__Work required__
Reproduce nothing but the closing run of lines: the line with "target | orange turn signal lens" and each line that follows it to the end of the data.

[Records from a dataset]
■ ■ ■ ■

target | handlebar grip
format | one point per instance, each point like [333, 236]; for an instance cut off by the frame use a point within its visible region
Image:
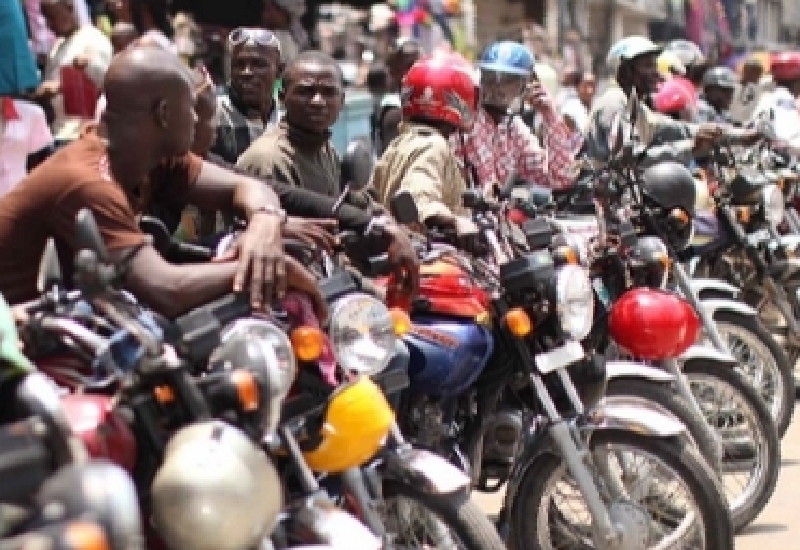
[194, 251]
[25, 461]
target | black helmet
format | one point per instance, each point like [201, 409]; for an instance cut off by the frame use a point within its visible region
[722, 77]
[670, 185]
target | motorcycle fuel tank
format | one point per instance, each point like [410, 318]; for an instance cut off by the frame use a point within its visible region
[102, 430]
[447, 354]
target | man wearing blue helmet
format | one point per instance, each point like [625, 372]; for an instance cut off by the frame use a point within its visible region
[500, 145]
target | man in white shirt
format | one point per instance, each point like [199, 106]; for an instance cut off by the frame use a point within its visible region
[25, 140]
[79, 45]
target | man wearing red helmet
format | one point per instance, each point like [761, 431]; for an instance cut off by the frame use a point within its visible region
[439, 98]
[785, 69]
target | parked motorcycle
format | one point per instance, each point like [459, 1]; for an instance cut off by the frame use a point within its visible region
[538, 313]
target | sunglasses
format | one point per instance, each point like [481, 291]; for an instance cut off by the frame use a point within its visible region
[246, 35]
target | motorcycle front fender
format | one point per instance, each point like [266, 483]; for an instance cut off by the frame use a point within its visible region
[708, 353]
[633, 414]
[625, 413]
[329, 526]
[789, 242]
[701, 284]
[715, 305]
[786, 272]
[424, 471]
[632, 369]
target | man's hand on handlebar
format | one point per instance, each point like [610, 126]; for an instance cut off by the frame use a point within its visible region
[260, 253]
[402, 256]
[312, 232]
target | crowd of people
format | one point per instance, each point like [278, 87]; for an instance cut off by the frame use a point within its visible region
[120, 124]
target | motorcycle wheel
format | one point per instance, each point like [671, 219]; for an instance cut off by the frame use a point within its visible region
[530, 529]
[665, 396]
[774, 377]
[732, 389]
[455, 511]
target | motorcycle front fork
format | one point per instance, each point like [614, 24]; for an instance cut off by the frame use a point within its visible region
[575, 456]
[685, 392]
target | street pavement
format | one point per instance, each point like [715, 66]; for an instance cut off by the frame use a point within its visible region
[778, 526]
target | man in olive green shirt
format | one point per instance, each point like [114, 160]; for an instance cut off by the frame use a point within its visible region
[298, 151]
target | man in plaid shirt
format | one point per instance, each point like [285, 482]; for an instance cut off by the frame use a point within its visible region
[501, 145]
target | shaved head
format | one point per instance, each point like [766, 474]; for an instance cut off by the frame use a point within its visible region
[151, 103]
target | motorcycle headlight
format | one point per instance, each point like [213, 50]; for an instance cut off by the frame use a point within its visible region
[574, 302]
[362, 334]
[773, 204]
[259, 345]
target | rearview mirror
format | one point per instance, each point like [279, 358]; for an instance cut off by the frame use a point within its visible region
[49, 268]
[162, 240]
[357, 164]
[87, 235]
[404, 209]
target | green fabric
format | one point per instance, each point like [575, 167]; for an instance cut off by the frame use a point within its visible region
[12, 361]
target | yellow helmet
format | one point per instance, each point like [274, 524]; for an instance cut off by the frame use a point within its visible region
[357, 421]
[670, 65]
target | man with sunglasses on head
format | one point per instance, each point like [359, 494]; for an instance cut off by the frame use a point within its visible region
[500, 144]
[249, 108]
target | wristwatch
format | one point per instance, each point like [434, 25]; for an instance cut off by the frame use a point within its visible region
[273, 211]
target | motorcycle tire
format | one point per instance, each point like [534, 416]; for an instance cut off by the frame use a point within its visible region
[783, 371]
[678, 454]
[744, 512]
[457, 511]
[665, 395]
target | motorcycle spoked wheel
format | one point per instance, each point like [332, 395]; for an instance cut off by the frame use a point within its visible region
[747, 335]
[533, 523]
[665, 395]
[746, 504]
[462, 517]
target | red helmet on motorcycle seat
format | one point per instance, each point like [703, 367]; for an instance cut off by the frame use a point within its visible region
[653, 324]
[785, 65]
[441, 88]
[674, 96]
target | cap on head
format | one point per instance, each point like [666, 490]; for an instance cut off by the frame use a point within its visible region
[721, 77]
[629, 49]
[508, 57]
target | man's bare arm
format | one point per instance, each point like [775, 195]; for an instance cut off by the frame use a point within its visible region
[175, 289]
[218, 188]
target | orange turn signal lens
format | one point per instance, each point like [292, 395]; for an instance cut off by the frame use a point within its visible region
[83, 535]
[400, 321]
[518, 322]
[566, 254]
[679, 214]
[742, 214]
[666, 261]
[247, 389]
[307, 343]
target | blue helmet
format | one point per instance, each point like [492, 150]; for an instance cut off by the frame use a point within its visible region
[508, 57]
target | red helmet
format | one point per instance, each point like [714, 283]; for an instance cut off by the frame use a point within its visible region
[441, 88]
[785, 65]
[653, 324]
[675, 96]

■ ■ ■ ■

__Full answer__
target | orange turn signal lens
format | one point per instance, each point like [292, 395]; for an instance cut off by the frame use a point within its visible region
[83, 535]
[400, 321]
[518, 322]
[566, 254]
[679, 214]
[742, 214]
[666, 261]
[247, 389]
[307, 343]
target | blue helmet
format | one point per instance, each point like [492, 150]; for an instance cut off by the frame use a point within its visible region
[508, 57]
target | red helmet
format | one point per instance, each point like [714, 283]; for an instance cut off by the frame use a point within its visible region
[441, 88]
[785, 65]
[653, 324]
[675, 96]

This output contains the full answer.